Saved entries
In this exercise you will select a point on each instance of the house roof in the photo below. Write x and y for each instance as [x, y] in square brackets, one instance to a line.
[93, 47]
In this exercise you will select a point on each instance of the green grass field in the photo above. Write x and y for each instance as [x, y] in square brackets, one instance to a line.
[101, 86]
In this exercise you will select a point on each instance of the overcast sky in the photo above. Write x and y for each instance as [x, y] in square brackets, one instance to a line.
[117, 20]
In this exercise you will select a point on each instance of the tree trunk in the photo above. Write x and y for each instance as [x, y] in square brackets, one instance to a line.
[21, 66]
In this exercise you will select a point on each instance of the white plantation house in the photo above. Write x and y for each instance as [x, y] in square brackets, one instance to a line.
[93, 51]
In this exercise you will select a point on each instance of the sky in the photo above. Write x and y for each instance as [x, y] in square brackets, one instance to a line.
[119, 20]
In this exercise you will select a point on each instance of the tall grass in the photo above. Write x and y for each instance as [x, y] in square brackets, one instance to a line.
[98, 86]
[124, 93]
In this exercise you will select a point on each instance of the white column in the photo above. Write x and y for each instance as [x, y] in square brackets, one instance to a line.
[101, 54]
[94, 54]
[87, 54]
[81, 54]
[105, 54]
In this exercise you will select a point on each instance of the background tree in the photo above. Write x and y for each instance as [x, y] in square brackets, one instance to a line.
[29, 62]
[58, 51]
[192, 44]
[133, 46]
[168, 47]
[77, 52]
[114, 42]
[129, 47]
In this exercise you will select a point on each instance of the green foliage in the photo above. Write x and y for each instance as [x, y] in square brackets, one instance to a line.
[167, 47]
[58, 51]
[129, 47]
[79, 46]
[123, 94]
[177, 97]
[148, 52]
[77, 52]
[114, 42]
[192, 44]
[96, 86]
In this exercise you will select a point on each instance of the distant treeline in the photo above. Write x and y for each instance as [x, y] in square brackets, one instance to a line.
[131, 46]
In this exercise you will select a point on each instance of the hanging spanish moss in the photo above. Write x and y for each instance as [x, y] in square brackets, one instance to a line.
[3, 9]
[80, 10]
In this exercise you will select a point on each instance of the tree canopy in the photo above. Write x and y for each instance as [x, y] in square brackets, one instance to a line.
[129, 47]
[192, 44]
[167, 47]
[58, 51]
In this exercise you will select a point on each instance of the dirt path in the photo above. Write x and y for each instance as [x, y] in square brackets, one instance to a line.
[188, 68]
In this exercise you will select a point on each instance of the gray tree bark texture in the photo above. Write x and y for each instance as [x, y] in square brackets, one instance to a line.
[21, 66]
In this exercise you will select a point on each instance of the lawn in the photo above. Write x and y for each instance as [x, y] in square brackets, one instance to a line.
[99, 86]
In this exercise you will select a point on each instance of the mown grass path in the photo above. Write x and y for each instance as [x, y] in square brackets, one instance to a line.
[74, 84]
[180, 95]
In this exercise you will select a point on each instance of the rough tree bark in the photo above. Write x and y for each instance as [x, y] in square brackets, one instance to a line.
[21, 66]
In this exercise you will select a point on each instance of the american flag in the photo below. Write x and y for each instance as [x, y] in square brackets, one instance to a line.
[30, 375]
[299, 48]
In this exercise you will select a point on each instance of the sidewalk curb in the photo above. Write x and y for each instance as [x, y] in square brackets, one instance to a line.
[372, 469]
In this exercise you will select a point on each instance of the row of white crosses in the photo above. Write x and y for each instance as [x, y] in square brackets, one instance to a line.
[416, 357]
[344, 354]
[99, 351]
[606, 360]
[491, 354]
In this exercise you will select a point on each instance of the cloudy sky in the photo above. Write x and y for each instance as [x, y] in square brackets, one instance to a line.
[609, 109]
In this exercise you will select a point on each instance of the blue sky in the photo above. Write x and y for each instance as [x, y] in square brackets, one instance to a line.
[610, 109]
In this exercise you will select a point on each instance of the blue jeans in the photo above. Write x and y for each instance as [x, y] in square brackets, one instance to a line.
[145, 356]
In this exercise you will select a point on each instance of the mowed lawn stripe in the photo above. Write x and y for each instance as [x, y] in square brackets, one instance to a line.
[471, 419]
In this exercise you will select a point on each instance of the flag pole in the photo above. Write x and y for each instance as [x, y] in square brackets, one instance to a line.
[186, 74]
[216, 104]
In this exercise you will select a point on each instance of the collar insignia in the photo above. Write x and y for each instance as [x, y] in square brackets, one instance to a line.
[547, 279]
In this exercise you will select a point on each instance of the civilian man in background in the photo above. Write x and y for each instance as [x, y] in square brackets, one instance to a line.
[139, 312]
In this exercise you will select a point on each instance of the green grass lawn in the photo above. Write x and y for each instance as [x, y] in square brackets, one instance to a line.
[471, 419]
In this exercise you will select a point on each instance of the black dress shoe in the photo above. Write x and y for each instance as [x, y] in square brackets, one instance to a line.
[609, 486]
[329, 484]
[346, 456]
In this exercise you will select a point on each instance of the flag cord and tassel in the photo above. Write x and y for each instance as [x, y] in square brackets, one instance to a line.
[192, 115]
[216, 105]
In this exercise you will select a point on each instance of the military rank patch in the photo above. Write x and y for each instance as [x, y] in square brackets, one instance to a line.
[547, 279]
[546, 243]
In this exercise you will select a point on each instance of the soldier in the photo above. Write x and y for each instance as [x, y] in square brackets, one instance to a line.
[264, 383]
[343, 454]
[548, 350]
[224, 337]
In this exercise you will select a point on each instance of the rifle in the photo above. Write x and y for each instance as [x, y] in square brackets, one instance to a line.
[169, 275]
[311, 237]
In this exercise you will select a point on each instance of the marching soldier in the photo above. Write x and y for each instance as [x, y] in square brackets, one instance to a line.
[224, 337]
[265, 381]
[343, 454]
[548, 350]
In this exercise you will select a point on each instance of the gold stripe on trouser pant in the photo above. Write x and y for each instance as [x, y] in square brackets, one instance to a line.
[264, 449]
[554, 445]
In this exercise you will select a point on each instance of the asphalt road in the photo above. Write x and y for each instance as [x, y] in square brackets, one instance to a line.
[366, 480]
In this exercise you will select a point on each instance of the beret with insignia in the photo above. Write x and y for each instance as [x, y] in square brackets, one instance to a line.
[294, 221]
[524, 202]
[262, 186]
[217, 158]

## Prompt
Transcribe all of the entries without altering anything.

## Solution to the problem
In this exercise you will select a point on each instance of the house roof in the photo below. Write x and y for each instance as [x, y] in square brackets, one instance to a line.
[93, 47]
In this exercise you will select a point on each instance of the green grass field in the photo above. Write x and y for each instance as [x, y] in square brackets, one instance to a line.
[101, 86]
In this exercise you will select a point on each instance of the overcast sky in the photo above. Write x and y for each instance as [x, y] in square brackets, one instance to a line.
[117, 20]
In this exercise you will select a point on each instance of the tree trunk in the photo above. Write x and y for each instance as [x, y] in square brackets, one instance to a line.
[21, 66]
In this exercise you will select a point on each instance of the white plantation house in the photo above. Write x and y for each instance as [x, y] in square brackets, one instance to a line.
[93, 51]
In this exercise you will select a point on each instance of the sky in the photo above. Write x and y for each instance as [x, y] in square brackets, one instance to a line.
[119, 20]
In this exercise you will select a point on each instance of the tall grass in the photo above. Write x and y for each instance as [x, y] in square brackets, one instance to a line.
[98, 86]
[124, 93]
In this exercise you will select a point on each instance of the white column in the photo above. Write x and y for each instance as [x, y] in square brackets, one instance to a line.
[101, 54]
[94, 54]
[87, 54]
[81, 54]
[105, 54]
In this exercise you will select a point on each instance of the background tree in the photo above. Write x and y for each instance as [x, y] in square brackets, one instance to a line.
[29, 62]
[58, 51]
[192, 44]
[133, 46]
[168, 47]
[77, 52]
[114, 42]
[129, 47]
In this exercise you will select a point on each instance of the green foliage in the photo above. Write x and y for each instance as [x, y] in square brackets, one instance to a line.
[167, 47]
[58, 51]
[129, 47]
[79, 46]
[123, 94]
[177, 97]
[148, 52]
[77, 52]
[114, 42]
[192, 44]
[96, 86]
In this exercise you will select a point on each instance of the distant treeline in the photo above. Write x and y for each instance as [x, y] in square brackets, one instance to a line.
[131, 46]
In this exercise you will select a point on each instance of the hanging spanish moss in the photo above. Write x and y for each instance as [x, y] in square brackets, one instance to a line.
[3, 9]
[80, 10]
In this exercise you will select a point on each instance of the tree canopy in the photo above. Write x and y for each instance as [x, y] in square brackets, one instance to a line.
[129, 47]
[192, 44]
[167, 47]
[58, 51]
In this exercise you will select a point on each instance of the dirt path in the photo above. Write x and y for each instance as [x, y] in square brackets, one instance to a line.
[188, 68]
In this exercise you will select a point on each instance of the gray tree bark texture in the photo above. Write x and y for each instance as [x, y] in square brackets, one instance to a line.
[21, 66]
In this exercise you will select a point on each instance of the lawn in the photo above. Write x and y for each instance as [x, y] in square brackets, one instance to a line.
[99, 86]
In this exercise you will select a point on each instance of the mown grass path in the photo above. Write x and y for each instance as [x, y] in square brackets, one instance to a line.
[74, 84]
[180, 95]
In this exercise you will select a point on each instance of the rough tree bark in the photo above. Write x and y for each instance as [x, y] in square brackets, one instance to a line.
[21, 66]
In this exercise you will select a point on each instance of the american flag in the photo below. Write x and y for each instance as [x, y] in square brackets, one instance to a line.
[30, 375]
[299, 48]
In this exercise you will select a point on each instance of the sidewalk curb in the photo above. Write x and y for each instance as [x, y] in square brackets, one instance to a line.
[372, 469]
In this exercise you will select a point on each instance of the row of white crosses in the photo above. Write x and y for each instance as [x, y] in square brackets, one instance to a line.
[416, 357]
[344, 354]
[99, 351]
[606, 360]
[491, 354]
In this exercise you will select a point on each instance of the cloudy sky in the photo above. Write x and y for each instance as [x, y] in square brackets, one instance to a line.
[609, 109]
In this exercise you will select a point on each instance of the blue sky in the photo above. Write x and y for each instance as [x, y] in square brackets, one instance to a line.
[610, 109]
In this exercise you will select a point on each instance of the blue jeans in the photo above. Write x and y for each instance as [x, y] in square brackets, one instance to a line.
[145, 356]
In this exercise you will select a point on each instance of the mowed lawn stripe in the photo above. Write x and y for each instance as [x, y] in square brackets, one instance to a line.
[471, 419]
In this exercise you will select a point on each instance of the flag pole in the photo above. Write x and y for each instance as [x, y] in square brackets, one instance to a line.
[186, 74]
[216, 104]
In this exercise you will select a point on each instance of the collar insignia in the photo above. Write x and y for each instance as [x, y] in square brackets, one instance to a line.
[547, 279]
In this exercise you will select a point on each instance of the civilian man in background in the photo above. Write x and y for each instance as [x, y] in square brackets, one instance to a line.
[139, 312]
In this exercise you will select a point on each instance of the green grass lawn in the photo above. Write x and y for each instance as [x, y] in square brackets, one instance to a line.
[471, 419]
In this exercise you will select a point on each instance of the black dress shoe in the photo above. Write x and y for each instance as [x, y] in square brackets, one instance to a line.
[609, 486]
[329, 484]
[346, 456]
In this exercise you will select a point on each instance of the flag cord and tassel in the photo above. Write x and y for each instance as [x, y] in square brackets, one instance to a line.
[192, 115]
[216, 105]
In this exercise you will select a point on each instance of the military rank patch in the photo above. Write x and y for each instance as [x, y] in square brackets, one instance to a line.
[547, 279]
[546, 243]
In this exercise you will select a point on each instance of the soldier in the photo above. Write x and y for each instance as [x, y] in square brackets, one instance to a line.
[264, 383]
[343, 454]
[548, 350]
[224, 337]
In this exercise you will select a point on each instance of the rifle in the photo above. Write x and y for each instance as [x, y] in square brackets, one instance to a line.
[169, 275]
[311, 237]
In this exercise you will select a point on each instance of the marching soldier in the photo above. Write x and y for each instance as [x, y] in square brackets, one instance to a line.
[224, 337]
[265, 381]
[343, 454]
[548, 350]
In this exercise you will select a point on each instance of the gold stripe on trouser pant in the photo above. Write x and y for each instance as [x, y] in square brackets, one instance to a line.
[264, 449]
[554, 445]
In this exercise you will select a point on each instance of the asphalt road in the photo above. Write x and y for each instance as [x, y] in square brackets, one instance to a line.
[366, 480]
In this exercise you will select a point on each instance of the beret with insignia in the photo above. Write x and y for each instance as [x, y] in square brackets, one instance to a line.
[294, 221]
[524, 202]
[262, 186]
[217, 158]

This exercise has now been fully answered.